> _ARTICLE_:
+++
Dans un atelier de maintenance d'avion de l'armée française de Sabena Technics, entreprise de maintenance aéronautique civile et militaire.

D’ici à 2035, entre 570 000 et 800 000 emplois directs, indirects et induits par ces dépenses militaires pourraient être créés en France (Étude SCET,  Les dividendes du réarmement), avec un impact économique d’autant plus important pour le pays et l’effort de réindustrialisation en cours que l’essentiel de la chaîne de valeur  est locale et que le multiplicateur des investissements de défense (leur effet levier) est sans équivalent dans d’autres secteurs.   

Avec l’augmentation des commandes à venir, nos infrastructures et nos capacités industrielles ont-elles réellement l’envergure nécessaire ? La base industrielle et technologique de défense (BITD) est déjà sous tension, à 91% de son taux d’utilisation. Sans investissement massif, il paraît difficile d’envisager d’augmenter les cadences. Pour financer une augmentation des carnets de commande d’environ 17,5 Md€ d’ici 2030 telle que le prévoit la loi de programmation militaire, on estime que les PME et ETI de la BITD auront a minima un besoin supplémentaire de 1 à 3 Md€ de fonds propres pour les cinq prochaines années (Source : Ministère de la Défense).
+++
> _Entrées pour l'annotation par boîtes englobantes_:
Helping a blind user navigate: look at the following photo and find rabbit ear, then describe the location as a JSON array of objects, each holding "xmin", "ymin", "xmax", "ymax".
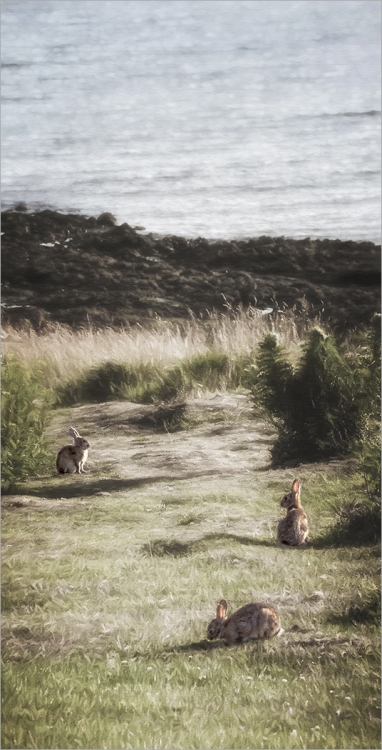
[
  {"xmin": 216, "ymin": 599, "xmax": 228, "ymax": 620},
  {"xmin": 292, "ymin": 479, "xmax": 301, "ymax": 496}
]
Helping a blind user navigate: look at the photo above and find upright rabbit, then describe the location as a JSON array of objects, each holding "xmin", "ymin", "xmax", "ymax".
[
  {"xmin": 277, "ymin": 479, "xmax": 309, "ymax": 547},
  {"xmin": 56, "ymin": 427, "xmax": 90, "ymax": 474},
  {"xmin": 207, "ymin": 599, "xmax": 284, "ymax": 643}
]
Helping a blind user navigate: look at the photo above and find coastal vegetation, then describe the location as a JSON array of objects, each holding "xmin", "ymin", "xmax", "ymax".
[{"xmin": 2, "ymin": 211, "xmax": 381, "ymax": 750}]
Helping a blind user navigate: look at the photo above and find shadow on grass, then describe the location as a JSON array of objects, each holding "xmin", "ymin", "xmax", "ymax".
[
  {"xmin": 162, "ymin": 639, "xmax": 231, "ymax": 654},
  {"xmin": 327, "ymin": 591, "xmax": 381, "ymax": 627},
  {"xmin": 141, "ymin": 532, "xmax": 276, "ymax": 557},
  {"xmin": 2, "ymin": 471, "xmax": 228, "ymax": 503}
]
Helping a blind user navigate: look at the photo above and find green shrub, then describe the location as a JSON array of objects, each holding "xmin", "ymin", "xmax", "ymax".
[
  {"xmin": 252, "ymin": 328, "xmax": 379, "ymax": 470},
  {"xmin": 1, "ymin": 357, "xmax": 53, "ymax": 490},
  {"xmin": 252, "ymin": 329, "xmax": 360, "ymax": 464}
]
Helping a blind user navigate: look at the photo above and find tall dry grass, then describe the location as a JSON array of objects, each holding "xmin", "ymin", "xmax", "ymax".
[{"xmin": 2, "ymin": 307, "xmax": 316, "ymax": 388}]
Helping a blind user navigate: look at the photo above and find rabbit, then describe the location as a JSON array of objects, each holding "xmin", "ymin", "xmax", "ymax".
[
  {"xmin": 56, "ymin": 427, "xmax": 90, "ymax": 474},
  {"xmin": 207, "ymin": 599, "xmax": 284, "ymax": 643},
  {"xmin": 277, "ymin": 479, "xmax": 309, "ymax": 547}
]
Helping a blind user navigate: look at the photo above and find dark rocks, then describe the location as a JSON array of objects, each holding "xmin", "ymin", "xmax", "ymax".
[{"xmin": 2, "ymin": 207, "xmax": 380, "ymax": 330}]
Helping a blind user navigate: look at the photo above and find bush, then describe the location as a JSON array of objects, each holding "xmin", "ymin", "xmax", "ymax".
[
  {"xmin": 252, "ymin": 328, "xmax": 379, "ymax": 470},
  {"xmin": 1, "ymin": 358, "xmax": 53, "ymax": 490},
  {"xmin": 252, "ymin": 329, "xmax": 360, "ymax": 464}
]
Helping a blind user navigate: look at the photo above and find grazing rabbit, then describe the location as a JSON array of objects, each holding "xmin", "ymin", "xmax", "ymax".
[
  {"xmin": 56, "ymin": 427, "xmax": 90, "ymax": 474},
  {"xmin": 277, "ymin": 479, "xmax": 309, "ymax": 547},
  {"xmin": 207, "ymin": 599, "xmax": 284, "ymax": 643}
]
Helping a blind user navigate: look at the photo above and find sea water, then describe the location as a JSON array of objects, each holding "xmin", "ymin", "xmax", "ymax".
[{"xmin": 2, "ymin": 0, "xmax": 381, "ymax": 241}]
+++
> _OBJECTIFS_:
(a) Quels types d'emplois l'article sur l'industrie de défense associe-t-il aux dépenses militaires d'ici à 2035 ? Citez-les tous.
(b) Selon l'article sur l'industrie de défense, pourquoi l'impact économique de ces dépenses militaires est-il d'autant plus important pour la France et son effort de réindustrialisation ? Répondez en une à trois phrases.
(c) Poursuivez l'article sur l'industrie de défense à partir de sa dernière phrase.

> _RÉPONSES CI-DESSOUS_:
(a) Les emplois directs, indirects et induits.

(b) L'essentiel de la chaîne de valeur est local. De plus, le multiplicateur des investissements de défense, c'est-à-dire leur effet levier, est sans équivalent dans d'autres secteurs.

(c)
Qui sont les entreprises de la BITD ?

©Caisse des Dépôts

Réduire la dépendance aux Etats-Unis

Cette nouvelle orientation vers l’établissement d’une défense plus nationale s’explique, entre autres, par une dépendance historique de l’Union Européenne dans ce domaine. Le niveau de dépendance européen dans l’importation d’armes étatsuniennes n’a en effet jamais été aussi élevé.

Et cette hausse n'est pas seulement due aux besoins en armes et munitions de l'Ukraine... Les États-Unis bénéficient largement du sursaut d'investissements européens dans du matériel très coûteux de type hélicoptères de combat ou avions de chasse F-35, conçus par Lockheed Martin. 

Il y a de nombreuses raisons pour lesquelles les États européens membres de l’OTAN importent des armes en provenance des États-Unis, notamment l’objectif de maintenir des relations transatlantiques ainsi que des questions plus techniques, militaires et liées aux coûts. Si les relations transatlantiques venaient à changer dans les années à venir, les politiques d’acquisition d’armes des États européens pourraient également changer. 

Dan Smith directeur du Stockholm international peace institute (Sipri)

Plus de la moitié (55 %) des importations d’armes par les Etats européens provenaient des USA entre 2019 et 2023 (contre 35% entre 2014 et 2019), selon le Stockholm international peace institute (Sirpi).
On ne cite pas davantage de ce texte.